[PROMPT]
How many lines of the data below contain the string "wheel"? Reply with the number alone.

[GIVEN DATA]
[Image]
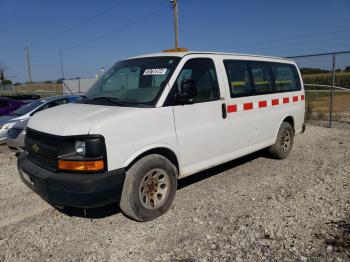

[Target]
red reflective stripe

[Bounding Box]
[259,100,267,108]
[227,105,237,113]
[243,103,253,110]
[271,99,280,106]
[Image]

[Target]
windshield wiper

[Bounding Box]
[91,96,127,106]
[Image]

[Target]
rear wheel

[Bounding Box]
[269,122,294,159]
[120,154,177,221]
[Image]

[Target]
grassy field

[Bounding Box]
[303,72,350,89]
[306,91,350,121]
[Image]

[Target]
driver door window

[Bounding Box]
[174,58,220,103]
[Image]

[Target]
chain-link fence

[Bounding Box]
[288,51,350,127]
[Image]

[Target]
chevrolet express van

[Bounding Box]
[18,52,305,221]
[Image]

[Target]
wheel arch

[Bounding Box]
[275,115,295,140]
[124,145,180,175]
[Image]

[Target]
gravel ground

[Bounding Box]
[0,126,350,261]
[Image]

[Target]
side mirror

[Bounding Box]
[175,79,197,104]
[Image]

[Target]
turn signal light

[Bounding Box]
[58,160,105,171]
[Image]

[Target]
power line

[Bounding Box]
[221,28,350,48]
[46,0,128,39]
[239,36,346,51]
[62,6,168,51]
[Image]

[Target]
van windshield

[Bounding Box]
[83,57,180,107]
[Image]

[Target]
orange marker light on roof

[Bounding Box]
[163,47,188,53]
[58,160,105,171]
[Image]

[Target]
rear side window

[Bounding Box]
[272,64,301,92]
[0,101,9,108]
[224,61,252,98]
[250,62,273,94]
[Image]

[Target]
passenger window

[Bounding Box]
[173,58,220,103]
[224,61,252,97]
[272,64,301,92]
[251,62,273,94]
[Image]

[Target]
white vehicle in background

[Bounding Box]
[4,95,80,154]
[18,52,305,221]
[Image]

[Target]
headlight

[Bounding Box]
[75,140,86,156]
[0,122,15,130]
[57,135,107,171]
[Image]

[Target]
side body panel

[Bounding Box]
[89,107,181,172]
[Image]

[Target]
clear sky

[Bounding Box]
[0,0,350,82]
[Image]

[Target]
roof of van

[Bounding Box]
[132,51,293,62]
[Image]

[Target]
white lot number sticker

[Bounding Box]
[143,68,168,76]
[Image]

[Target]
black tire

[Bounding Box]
[268,122,294,159]
[119,154,177,221]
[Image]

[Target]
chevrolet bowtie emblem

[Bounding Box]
[32,144,40,153]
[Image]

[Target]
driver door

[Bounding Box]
[171,58,228,176]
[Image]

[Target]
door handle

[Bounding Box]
[221,103,227,119]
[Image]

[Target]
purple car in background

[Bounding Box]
[0,97,23,116]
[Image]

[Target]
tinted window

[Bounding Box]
[272,64,301,92]
[173,58,220,102]
[224,61,252,97]
[251,62,273,94]
[0,100,9,108]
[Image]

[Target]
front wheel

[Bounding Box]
[120,154,177,221]
[269,122,294,159]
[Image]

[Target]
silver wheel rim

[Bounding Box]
[139,168,170,210]
[281,130,291,152]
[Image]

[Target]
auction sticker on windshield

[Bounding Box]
[143,68,168,76]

[RESPONSE BELOW]
4